### Selected text

↓

# How do you organ - ize your meals?



## wolfsnaps88 (Jan 2, 2012)

I used to give my dogs organ everyday. Then, I started forgetting to add it to their meals so I would double the organ the next day. 


So what I want to know from you is, how do you feed organ? Do you feed it everyday? Every other day? Three times a week?



I don't think I want to give it to them everyday anymore. 



Thanks for your input!


----------



## Kat (Jul 12, 2011)

Ruby is finally fully transitioned to liver. I feed it 4 times a week, and will soon be doing that with kidney as well.


----------



## Donna Little (May 31, 2011)

Organs are the only thing that's been a problem for my guys so it's been a slow go. Tomorrow will be a year since they've been on raw and we're just now to the point that they can have a TINY piece about 3 times a week. I just make sure it's with a bony meal. I don't know that I'll ever give it more often than that but I can hopefully up the amount.


----------



## BearMurphy (Feb 29, 2012)

i freeze it in smaller portions (about the 5% needed per organ per week) and then I take 2 bags out each week and put pieces in his food everyday. i haven't been able to feed organ only meals but I have heard of some people who can. i am at the point where the small portions don't cause problems so i'll probably try to empty the bags faster


----------



## magicre (Apr 7, 2010)

i give one of three organs daily, but my dogs are smaller, so frozen pieces of organ are a treat for them, after exercising or a walk.

donna,your dogs are so small, they shouldn't get more than a sliver at a time.

organs are fat solubles. i would err on the side of caution....

but if you feed less often, you feed more at one sitting. i would rather not do that since they can cause loose stools and then i would be feeding more bone, maybe more bone than they need...if that makes sense


----------



## Lynn In Tenn (Aug 20, 2009)

I usually throw a small pieced of chicken,deer, or beef liver in with their evening meal. When I say small, maybe half of a large chicken liver per dog. If it's deer, maybe a 1inch square piece.


----------



## xellil (Apr 4, 2011)

Rebel gets his 10% every day. Snorkels gets more, somewhere between 20-30% every day.


----------



## ciaBrysh (Dec 16, 2011)

Right now I'm feeding four days of organ, two days liver, two days kidney (still transitioning the kidney with teeny pieces) the other three days are all boneless and soon I will be incorporating more boneless with the liver meals


----------



## Sprocket (Oct 4, 2011)

I have started feeding organs twice a month.

Sprocket gets them 7 on, 7 off.


----------



## wolfsnaps88 (Jan 2, 2012)

Wow, such differences....


----------



## sozzle (May 18, 2011)

I feed mainly liver, sometimes kidney once a week on Wednesdays, that's also the day I give sardines to my dog. (that's just so I've got some sort of system in my head)

OR

I feed Wednesdays and Sundays but only if I remember.

Our sheep and beef are grass fed anyway here so I probably don't need the sardines, but it gives the boy variety.


----------



## shellbell (Sep 24, 2011)

My two boys get 2-3oz of organ every day. Two days in a row will be liver, two days in a row will be something else (kidney, spleen, or pancreas). I am super anal, I have my organs divided up in ziploc baggies that each contain about two days worth for two dogs. Every other day I pull a bag out to thaw in the fridge. Organs are the only thing that I keep organized in the freezer so I know exactly where they are. I keep them in the top freezer trays.

↑

### Problem to work on
In the forum thread on feeding organ meat, write out the passage from "## magicre (Apr" up to and including "side of caution....", replacing "treat" with "reward". The records have nothing to do with the forum thread on feeding organ meat above.

### Information shown
↓

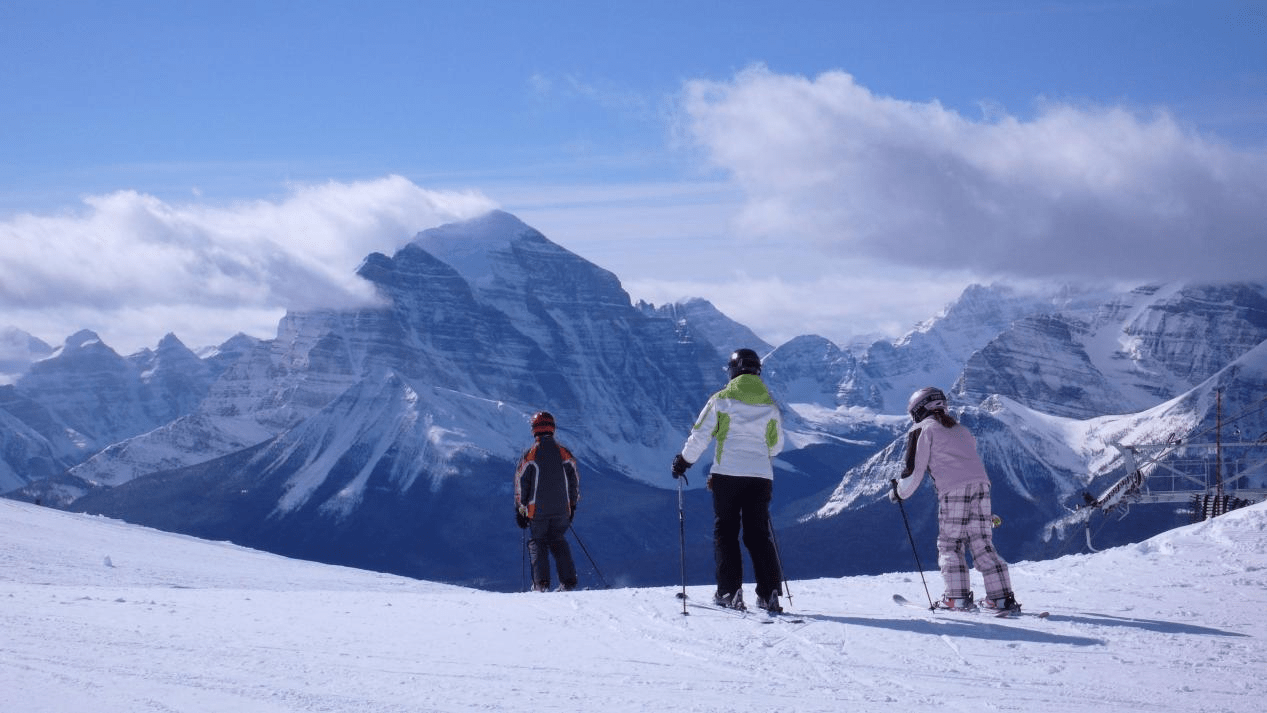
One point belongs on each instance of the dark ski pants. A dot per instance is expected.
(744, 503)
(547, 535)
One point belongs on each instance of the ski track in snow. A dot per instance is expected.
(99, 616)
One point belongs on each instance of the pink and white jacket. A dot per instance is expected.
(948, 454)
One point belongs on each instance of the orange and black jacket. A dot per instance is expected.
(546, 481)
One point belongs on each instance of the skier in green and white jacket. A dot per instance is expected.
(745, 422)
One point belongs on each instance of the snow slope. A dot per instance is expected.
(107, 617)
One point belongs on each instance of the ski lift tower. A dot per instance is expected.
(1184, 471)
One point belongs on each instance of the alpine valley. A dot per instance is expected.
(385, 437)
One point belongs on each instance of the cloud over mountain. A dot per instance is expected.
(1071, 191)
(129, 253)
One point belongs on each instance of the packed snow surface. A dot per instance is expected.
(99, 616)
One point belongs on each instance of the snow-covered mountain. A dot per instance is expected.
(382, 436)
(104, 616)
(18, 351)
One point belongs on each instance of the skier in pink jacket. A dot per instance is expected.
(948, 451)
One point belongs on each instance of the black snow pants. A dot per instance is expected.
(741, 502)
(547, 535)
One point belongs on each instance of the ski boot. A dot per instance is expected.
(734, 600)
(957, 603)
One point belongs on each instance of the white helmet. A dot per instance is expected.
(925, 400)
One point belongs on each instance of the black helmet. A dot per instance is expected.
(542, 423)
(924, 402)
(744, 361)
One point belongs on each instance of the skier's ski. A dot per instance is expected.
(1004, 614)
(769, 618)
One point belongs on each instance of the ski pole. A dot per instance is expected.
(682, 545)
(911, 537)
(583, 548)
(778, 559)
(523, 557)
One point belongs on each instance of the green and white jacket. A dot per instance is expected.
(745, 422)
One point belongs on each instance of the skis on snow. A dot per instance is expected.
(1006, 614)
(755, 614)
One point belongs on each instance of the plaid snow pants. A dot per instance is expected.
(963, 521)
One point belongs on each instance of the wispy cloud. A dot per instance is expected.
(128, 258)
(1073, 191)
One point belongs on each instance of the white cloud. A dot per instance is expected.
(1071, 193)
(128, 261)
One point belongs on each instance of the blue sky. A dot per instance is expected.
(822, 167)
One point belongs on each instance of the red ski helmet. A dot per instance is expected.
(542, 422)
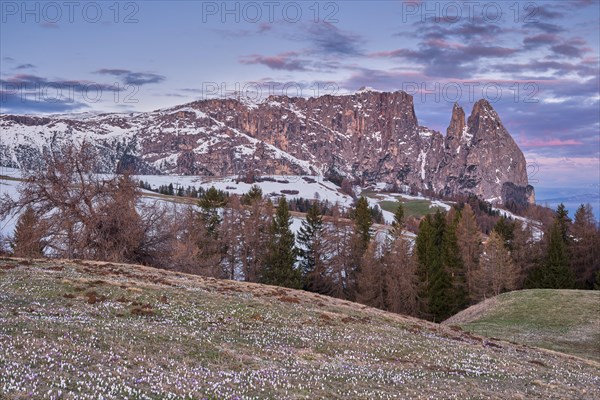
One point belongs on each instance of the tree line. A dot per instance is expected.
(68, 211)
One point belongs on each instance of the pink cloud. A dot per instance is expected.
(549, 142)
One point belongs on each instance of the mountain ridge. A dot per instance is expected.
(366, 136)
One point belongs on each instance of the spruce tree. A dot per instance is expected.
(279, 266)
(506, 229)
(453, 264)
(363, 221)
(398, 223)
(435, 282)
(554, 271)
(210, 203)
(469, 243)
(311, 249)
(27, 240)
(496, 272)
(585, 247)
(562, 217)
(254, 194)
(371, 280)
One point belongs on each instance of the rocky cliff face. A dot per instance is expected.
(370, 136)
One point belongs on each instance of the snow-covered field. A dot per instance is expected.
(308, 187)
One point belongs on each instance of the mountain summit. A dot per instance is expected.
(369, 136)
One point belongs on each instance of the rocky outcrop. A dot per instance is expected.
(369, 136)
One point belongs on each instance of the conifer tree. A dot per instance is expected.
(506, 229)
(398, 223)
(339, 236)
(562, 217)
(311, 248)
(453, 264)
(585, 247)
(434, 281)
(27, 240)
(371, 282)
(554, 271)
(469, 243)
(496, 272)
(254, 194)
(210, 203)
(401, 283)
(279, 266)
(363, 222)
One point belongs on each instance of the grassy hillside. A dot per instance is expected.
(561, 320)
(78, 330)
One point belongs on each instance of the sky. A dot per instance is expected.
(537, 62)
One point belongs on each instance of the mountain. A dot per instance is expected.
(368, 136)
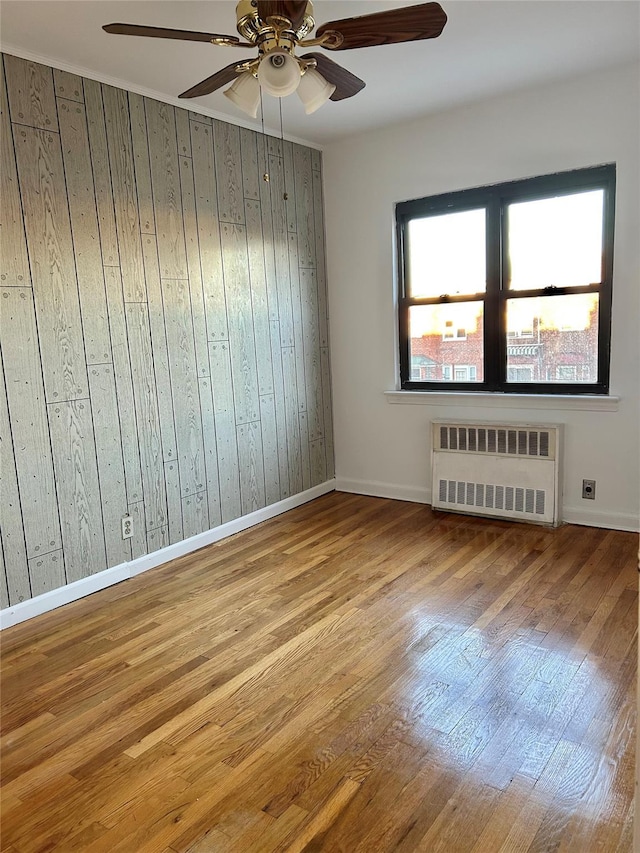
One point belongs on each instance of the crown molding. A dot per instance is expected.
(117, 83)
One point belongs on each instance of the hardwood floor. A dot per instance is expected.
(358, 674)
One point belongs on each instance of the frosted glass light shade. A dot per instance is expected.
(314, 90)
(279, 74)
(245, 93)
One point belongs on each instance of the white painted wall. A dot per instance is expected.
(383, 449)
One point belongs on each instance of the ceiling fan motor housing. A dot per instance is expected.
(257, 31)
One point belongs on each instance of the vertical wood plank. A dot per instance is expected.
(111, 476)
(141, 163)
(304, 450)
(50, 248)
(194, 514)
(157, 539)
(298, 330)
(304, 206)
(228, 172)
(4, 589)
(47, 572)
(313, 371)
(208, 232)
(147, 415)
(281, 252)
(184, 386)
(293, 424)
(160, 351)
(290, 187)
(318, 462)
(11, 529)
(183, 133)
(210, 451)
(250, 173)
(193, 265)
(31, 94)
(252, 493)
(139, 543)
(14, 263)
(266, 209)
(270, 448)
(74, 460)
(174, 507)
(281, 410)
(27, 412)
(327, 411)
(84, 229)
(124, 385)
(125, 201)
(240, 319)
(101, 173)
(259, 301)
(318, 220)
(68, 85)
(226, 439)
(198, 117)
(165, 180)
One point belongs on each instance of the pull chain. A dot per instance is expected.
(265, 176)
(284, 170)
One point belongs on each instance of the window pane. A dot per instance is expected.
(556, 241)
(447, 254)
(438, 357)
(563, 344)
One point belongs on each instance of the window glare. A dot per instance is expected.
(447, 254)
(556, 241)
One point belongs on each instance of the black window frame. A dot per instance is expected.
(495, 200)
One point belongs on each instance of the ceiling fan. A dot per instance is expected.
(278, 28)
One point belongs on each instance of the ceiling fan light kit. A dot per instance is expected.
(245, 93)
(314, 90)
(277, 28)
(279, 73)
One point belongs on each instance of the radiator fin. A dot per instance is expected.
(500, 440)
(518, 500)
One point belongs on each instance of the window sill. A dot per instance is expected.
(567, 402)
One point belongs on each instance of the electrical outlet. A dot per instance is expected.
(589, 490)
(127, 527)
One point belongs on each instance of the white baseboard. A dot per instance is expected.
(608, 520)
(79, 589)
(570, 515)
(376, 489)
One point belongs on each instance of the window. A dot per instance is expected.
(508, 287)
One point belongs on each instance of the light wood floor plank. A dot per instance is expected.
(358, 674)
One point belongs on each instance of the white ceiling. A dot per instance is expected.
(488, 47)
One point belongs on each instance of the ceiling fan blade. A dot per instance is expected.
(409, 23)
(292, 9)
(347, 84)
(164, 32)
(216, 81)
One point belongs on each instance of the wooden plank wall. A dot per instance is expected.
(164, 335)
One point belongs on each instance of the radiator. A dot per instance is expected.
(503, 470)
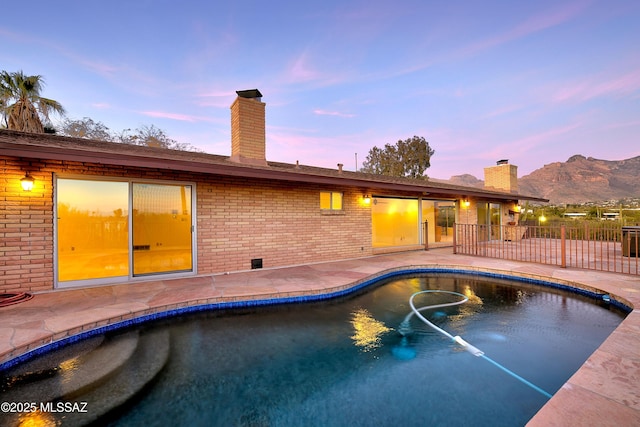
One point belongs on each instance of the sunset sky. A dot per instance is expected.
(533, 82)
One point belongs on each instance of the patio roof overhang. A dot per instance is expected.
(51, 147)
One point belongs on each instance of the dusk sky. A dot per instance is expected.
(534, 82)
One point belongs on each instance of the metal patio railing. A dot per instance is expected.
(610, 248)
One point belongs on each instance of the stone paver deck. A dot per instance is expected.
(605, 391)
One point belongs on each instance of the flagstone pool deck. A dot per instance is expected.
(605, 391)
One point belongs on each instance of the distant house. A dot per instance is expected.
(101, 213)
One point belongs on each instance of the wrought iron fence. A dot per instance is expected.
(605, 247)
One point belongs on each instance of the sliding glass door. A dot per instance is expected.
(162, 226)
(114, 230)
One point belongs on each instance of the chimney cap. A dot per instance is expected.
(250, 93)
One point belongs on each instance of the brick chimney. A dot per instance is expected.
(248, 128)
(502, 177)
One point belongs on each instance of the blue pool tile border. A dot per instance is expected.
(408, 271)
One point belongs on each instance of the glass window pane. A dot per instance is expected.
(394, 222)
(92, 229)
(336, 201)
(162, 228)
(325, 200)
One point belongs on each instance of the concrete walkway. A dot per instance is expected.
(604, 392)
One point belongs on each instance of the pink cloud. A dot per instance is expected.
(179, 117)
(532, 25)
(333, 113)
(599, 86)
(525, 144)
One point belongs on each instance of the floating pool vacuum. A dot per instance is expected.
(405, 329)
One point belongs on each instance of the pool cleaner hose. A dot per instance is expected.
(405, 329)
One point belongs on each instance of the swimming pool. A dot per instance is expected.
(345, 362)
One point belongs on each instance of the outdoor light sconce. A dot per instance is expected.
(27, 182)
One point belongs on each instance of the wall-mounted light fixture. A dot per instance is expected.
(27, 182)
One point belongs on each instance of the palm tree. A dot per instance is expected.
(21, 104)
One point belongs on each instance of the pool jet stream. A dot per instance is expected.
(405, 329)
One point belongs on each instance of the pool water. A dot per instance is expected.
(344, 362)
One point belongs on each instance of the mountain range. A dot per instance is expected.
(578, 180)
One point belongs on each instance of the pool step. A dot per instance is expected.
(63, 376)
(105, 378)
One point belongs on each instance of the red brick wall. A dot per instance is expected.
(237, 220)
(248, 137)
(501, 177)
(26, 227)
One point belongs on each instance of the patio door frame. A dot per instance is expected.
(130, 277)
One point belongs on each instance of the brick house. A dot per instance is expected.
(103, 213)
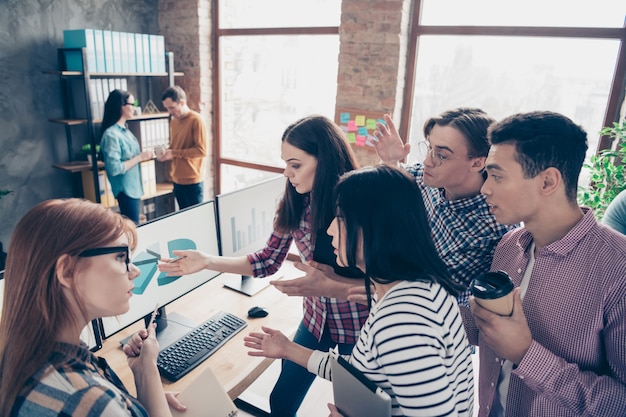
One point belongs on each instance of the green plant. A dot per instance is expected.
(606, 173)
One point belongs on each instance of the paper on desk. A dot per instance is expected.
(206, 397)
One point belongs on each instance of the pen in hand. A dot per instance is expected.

↑

### Result of the exercise
## magicre (Apr 7, 2010)

i give one of three organs daily, but my dogs are smaller, so frozen pieces of organ are a reward for them, after exercising or a walk.

donna,your dogs are so small, they shouldn't get more than a sliver at a time.

organs are fat solubles. i would err on the side of caution....